Page excerpt
______________________________

(Closed) Could he really leave?

posted 7 years ago in Emotional
Post # 3
Member
8738 posts
Bumble Beekeeper
  • Wedding: September 2011

@missbubbles: What is the position? Is it dangerous? After 1 year would it change into a job opportunity in the US? Or would he be back where he is now without a job?

Would he be able to come home during that year? Or would it be absolutely no visits for a year?

ETA: I’m asking all these questions because these are the questions I would ask my Fiance in discussing an opportunity like this. Yes a year apart sounds daunting, but depending on the rewards it may offer it might be the best thing for you and your family. This should be a discussion between you and your Darling Husband about not what is easiest, but what is best. Life is full of ups and downs and sacrifices. 1 year in the grand scheme of things is not that long. But you need to have an open and honest discussion and evaluate the options in front of you. This is a decision you make together, not one he makes on his own.

Post # 4
Member
4771 posts
Honey bee
  • Wedding: November 1999

y is it no? Go to kuwait, it’ll be an adventure and a year will go by in no time.

Post # 5
Member
1566 posts
Bumble bee

Why don’t you go too? It sounds like a great opportunity. 

Post # 7
Member
8738 posts
Bumble Beekeeper
  • Wedding: September 2011

@missbubbles: What kind of work is it? Would it be a good resume builder? Is his job type cyclical in that it may be easier to get a job of this type back in the US a year from now?

Post # 8
Member
63 posts
Worker bee
  • Wedding: August 2011

i can see why you would be upset. we do agree to stnad by them in thick and thin and if is something you can do together then maybe it would be a great experince for you both. i wouldnt want him to go without me. anyone who says its only a year has not waited a year for something. but then agian people in the servic do it everyday. my heart breaks for you….best of luck!

______________________________

What to do
a: Write out the forum thread from "i can see why" up to and including "you….best of luck!".
b: Which country does the reply in Post # 4 of the forum thread suggest going to?
c: Carry on the forum thread past its final post.

Object location annotation data:

______________________________

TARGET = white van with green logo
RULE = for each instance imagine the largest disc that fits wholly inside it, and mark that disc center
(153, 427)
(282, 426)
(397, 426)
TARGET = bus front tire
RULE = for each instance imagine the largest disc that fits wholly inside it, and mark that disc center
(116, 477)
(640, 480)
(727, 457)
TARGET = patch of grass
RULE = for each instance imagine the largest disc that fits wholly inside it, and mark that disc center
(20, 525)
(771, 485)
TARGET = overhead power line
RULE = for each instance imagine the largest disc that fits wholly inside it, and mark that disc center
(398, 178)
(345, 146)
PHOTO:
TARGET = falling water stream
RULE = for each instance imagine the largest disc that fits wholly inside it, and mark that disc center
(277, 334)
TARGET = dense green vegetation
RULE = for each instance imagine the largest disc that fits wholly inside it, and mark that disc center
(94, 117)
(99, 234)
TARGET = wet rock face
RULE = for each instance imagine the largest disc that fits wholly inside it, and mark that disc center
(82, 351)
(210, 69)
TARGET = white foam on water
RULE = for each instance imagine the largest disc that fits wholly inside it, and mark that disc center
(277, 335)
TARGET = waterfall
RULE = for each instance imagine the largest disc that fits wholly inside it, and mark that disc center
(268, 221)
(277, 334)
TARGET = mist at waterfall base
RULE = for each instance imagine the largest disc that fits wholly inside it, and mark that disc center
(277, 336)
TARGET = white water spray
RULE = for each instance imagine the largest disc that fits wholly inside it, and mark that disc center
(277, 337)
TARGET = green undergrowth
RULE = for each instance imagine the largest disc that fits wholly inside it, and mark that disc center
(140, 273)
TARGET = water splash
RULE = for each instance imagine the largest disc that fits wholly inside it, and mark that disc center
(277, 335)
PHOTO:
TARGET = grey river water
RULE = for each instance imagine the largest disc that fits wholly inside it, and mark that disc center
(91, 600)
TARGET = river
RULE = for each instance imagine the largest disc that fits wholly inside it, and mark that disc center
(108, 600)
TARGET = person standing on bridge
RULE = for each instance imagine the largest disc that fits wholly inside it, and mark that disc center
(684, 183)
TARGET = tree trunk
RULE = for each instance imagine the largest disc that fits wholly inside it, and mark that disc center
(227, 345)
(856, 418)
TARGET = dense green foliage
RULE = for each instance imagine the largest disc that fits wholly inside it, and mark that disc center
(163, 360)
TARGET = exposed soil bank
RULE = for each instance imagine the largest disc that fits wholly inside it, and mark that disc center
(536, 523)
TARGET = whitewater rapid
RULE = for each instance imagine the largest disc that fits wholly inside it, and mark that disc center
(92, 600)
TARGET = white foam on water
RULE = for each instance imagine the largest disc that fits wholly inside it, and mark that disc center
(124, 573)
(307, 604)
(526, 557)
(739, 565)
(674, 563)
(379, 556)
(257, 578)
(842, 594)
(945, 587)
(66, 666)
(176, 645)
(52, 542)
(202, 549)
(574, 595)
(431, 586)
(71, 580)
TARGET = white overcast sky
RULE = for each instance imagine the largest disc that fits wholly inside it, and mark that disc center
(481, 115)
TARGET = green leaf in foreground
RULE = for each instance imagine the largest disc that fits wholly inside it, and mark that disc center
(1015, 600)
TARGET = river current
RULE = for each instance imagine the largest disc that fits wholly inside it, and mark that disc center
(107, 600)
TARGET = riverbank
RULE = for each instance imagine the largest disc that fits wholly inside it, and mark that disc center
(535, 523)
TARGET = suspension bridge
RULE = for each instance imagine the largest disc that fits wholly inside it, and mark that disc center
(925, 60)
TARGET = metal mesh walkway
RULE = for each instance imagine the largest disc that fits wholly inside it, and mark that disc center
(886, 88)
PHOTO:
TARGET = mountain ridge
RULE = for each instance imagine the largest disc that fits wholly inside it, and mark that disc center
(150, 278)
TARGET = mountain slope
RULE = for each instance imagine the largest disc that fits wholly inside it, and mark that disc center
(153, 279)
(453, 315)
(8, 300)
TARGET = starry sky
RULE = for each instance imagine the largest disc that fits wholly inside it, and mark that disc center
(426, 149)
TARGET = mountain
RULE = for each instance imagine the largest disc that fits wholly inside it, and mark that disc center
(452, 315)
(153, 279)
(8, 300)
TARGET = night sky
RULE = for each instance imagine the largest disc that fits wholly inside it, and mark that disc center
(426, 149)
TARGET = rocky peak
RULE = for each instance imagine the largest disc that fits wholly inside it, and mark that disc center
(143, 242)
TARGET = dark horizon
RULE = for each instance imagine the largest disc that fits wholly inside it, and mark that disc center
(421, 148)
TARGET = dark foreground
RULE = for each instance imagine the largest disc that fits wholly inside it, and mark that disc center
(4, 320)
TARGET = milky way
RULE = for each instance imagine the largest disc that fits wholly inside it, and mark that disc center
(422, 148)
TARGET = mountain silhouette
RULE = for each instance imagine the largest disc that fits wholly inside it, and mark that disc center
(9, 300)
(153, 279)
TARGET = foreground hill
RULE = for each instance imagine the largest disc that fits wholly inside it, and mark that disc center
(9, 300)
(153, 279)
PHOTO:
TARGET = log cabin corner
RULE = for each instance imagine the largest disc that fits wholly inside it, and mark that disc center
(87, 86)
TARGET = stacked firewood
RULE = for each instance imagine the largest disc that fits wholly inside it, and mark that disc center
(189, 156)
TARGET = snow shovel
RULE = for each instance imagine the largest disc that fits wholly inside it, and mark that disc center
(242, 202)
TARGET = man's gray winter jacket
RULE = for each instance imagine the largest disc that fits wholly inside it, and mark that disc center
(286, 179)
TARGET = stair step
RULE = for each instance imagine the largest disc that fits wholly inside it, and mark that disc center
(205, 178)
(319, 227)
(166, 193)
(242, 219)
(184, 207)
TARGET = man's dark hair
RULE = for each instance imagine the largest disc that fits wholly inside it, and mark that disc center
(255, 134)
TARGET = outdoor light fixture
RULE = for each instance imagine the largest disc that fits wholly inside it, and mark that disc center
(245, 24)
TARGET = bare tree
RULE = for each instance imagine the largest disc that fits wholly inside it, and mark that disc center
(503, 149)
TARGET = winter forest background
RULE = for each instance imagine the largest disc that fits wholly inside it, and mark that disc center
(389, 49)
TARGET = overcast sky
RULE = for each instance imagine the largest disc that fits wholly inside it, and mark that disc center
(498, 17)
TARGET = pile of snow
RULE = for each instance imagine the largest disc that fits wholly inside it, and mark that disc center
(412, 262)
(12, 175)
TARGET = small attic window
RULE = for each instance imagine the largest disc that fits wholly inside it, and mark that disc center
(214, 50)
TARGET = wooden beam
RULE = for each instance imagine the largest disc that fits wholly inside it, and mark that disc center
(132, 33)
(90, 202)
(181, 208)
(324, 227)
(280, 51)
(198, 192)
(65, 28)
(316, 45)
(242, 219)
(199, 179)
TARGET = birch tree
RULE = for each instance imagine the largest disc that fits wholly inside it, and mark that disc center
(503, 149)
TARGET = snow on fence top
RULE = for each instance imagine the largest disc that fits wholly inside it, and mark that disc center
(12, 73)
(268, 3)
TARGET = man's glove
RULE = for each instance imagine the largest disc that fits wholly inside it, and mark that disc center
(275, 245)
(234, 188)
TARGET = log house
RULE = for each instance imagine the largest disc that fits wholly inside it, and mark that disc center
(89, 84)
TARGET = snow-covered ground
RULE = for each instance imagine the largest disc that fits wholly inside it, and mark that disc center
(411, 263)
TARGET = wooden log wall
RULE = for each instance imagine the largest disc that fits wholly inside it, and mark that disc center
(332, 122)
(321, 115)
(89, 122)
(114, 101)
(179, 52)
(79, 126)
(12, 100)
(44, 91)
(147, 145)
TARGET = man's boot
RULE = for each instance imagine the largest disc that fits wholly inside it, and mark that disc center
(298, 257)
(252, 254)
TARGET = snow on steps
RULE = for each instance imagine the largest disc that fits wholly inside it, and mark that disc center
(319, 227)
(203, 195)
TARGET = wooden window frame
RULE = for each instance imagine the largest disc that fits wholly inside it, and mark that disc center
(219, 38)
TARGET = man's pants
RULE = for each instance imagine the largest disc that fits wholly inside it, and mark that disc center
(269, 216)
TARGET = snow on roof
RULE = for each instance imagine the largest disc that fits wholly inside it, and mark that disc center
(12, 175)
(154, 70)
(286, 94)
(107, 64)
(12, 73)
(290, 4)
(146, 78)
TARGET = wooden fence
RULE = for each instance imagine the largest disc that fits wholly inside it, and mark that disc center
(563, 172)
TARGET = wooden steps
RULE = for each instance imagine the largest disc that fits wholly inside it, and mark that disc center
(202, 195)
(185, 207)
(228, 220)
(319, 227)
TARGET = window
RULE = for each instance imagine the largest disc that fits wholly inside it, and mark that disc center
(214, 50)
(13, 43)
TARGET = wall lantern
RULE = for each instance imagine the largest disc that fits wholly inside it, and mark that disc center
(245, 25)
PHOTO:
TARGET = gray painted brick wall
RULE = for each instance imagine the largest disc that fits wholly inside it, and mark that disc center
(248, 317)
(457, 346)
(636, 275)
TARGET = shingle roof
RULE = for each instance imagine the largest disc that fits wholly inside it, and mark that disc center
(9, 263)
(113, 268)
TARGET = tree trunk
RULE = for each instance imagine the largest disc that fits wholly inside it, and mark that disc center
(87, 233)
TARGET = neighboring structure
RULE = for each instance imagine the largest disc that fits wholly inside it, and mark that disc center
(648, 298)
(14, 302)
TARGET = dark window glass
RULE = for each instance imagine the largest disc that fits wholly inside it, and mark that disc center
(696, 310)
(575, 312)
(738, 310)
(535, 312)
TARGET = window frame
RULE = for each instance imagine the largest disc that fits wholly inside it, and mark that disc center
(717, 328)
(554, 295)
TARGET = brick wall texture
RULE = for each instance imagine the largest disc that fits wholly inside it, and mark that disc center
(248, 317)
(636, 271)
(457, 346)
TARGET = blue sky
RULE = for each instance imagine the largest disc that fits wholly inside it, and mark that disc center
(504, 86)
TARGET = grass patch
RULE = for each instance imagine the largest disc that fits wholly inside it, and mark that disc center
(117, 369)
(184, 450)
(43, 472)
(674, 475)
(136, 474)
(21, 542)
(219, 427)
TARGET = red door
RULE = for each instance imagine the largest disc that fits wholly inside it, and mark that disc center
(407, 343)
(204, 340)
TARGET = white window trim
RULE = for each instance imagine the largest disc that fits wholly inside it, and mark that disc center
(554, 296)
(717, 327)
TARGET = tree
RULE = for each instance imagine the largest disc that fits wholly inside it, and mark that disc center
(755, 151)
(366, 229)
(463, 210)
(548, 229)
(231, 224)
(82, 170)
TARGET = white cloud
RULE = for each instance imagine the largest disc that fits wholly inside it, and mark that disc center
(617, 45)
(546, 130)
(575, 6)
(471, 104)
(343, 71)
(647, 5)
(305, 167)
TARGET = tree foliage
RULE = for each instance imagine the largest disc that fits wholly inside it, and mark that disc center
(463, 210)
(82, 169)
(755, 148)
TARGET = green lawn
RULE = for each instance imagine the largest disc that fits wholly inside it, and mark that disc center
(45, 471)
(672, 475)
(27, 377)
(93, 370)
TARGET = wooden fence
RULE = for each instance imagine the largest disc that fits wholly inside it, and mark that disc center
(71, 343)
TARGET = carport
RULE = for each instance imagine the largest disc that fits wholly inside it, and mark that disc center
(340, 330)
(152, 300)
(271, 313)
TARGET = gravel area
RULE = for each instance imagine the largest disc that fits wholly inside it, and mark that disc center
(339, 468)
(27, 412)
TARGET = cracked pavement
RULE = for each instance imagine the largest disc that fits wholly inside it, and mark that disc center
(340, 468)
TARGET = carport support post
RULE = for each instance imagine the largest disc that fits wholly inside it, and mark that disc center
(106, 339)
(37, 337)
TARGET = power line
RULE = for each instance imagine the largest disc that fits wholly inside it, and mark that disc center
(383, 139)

______________________________

Responses to the tasks
a:
i can see why you would be upset. we do agree to stnad by them in thick and thin and if is something you can do together then maybe it would be a great experince for you both. i wouldnt want him to go without me. anyone who says its only a year has not waited a year for something. but then agian people in the servic do it everyday. my heart breaks for you….best of luck!

b: Kuwait.

c:
Post # 9
Member
8738 posts
Bumble Beekeeper
  • Wedding: September 2011

@jotasevic: That is not true. I’ve done a year of long distance before.  And currently my Fiance is working in London and will be doing so up until the wedding. He does get to come back and forth, so it is slightly different, but once you get into the groove of being apart it does start to go more quickly.

I’m not saying it wont be hard and their won’t be times you think it was a terrible decision and you cannot bear to be without him a day more, but it is not impossible and if it could hugely benefit your family, it might be worth it.

Post # 10
Member
2548 posts
Sugar bee
  • Wedding: October 2011

That is such a hard decision. I see it from his point of view, as a man, wanting to supprot his family any way possible. Then I see it from your point of view. I mean a year straight without any visitation is hard on anyone, and then him going to Kuwait, makes it that much harder. I can’t really give you any advice, for whats best for you guys. Personally I would not want my fiance to go. We have a son together, and his safety comes before any financial gain. But your guys situation may be different. Support him, but let him know your fears. I wish you gusy all the best.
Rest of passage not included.